▶ _EXCERPTED TEXT_
----

Dates and Times with lubridate
Working with dates and times is one of the most frustrating parts of data analysis. Base R has the POSIXct and Date classes, but using them feels like fighting the language rather than working with it. Enter lubridate, a tidyverse package that makes dates and times genuinely enjoyable to work with.
This guide covers the essential lubridate functions you’ll use daily: parsing strings into date objects, extracting date components, and performing arithmetic with dates.
Why lubridate?
Base R stores dates as the number of days since 1970-01-01 and datetimes as seconds since that epoch. This underlying numeric representation is elegant but painful to work with directly. You end up writing cryptic strptime formats and wrestling with time zones.
lubridate solves this with intuitive function names that match the date formats you encounter. The function name itself tells R how to parse the string. No more memorizing format codes.
Installing and loading lubridate
install.packages("lubridate")
library(lubridate)
Or install the full tidyverse:
install.packages("tidyverse")
library(tidyverse)
Parsing dates
The parsing functions are lubridate’s signature feature. The function name encodes the order of year (y), month (m), and day (d) in your string.
# Year-Month-Day
ymd("2024-03-15")
ymd(20240315) # Also works with numeric input
# Day-Month-Year
dmy("15-03-2024")
# Month-Day-Year
mdy("03/15/2024")
# Year-Month
ym("2024-03")
# Various separators work automatically
ymd("2024/03/15")
ymd("2024.03.15")
dmy("15.03.2024")
What if your data has mixed formats? lubridate handles most separators automatically:
# Multiple formats in one vector
dates <- c("2024-01-15", "15/01/2024", "20240115")
ymd(dates) # Works because formats are consistent
The key insight: choose the function whose letters match the order in your string. That’s it.
Parsing date-Times
For timestamps with hours, minutes, and seconds, add the time components to the function name. ymd_hms() handles the full timestamp, while variants like ymd_hm() or mdy_hms() adapt to your input format. By default, lubridate assigns UTC as the time zone, but you can override this with the tz argument — always specify it explicitly when your data comes from a known local time zone to avoid misinterpretation.
# Full timestamps with hours, minutes, seconds
ymd_hms("2024-03-15 14:30:00")
mdy_hm("03/15/2024 2:30 PM")
dmy_hms("15-03-2024 14:30:45")
# Specify time zone explicitly
ymd_hms("2024-03-15 14:30:00", tz = "America/New_York")
ymd_hms("2024-03-15 14:30:00", tz = "Europe/London")
Getting current date and time
today() returns the current system date, and now() returns the current date-time in the local time zone. These are useful for calculating ages from a birth date, computing durations relative to the present, or timestamping program output. Both functions reflect the system clock, so results differ between machines and CI environments.

----

▶ _SUPPLIED ENTRIES_
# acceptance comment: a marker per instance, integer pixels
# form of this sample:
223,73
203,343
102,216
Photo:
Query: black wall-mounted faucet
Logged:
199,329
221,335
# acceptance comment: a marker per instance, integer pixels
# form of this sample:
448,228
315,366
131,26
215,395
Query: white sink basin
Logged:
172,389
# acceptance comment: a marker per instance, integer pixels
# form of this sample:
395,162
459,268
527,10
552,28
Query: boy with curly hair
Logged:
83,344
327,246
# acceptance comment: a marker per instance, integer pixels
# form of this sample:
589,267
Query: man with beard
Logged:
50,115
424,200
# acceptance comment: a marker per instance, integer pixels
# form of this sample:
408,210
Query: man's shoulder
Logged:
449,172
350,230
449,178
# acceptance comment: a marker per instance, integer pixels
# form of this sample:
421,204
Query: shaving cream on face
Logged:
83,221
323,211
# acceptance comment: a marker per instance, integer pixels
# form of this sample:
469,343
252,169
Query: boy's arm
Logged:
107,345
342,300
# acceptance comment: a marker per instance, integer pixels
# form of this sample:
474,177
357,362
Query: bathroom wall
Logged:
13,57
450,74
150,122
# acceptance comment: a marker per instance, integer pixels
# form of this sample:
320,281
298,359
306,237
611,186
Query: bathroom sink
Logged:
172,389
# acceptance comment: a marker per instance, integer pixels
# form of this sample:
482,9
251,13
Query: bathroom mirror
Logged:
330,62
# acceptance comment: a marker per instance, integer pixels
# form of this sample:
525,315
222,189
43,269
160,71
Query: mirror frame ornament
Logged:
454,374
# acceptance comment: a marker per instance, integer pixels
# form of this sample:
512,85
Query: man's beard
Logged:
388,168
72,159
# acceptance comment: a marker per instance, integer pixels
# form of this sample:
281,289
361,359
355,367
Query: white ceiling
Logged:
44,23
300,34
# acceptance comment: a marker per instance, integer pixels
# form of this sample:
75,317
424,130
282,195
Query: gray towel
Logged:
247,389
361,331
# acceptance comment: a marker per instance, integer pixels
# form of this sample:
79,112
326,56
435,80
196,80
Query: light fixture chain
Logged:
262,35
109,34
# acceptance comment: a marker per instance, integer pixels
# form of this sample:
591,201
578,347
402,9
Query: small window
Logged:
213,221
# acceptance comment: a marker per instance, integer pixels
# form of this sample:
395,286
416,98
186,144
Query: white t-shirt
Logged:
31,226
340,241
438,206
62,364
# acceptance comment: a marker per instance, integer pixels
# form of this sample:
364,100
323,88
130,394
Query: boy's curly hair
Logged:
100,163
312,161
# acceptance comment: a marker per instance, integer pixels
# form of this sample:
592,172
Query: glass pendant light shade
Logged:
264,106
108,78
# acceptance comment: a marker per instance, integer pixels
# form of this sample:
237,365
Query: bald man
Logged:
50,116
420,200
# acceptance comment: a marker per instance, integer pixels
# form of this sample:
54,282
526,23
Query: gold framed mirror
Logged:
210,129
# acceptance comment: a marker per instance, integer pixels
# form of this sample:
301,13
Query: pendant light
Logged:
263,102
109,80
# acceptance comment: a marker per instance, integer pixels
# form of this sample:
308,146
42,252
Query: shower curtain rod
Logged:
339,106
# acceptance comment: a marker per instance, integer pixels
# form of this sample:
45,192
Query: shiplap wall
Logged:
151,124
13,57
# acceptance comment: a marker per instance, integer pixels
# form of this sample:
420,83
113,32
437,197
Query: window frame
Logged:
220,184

----

▶ _AIM 1_
Answer these questions from the lubridate guide:
(a) Base R stores dates as the number of days since what date?
(b) Which time zone does lubridate assign by default?
(c) What does now() return?
▶ _AIM 2_
List every line of the rows that contains the string "with", treating uppercase and lowercase letters as different.
The lubridate guide and the rows are separate, unrelated material.

▶ _FULL SOLUTION 1_
(a) 1970-01-01
(b) UTC
(c) The current date-time in the local time zone

▶ _FULL SOLUTION 2_
Query: boy with curly hair
Query: man with beard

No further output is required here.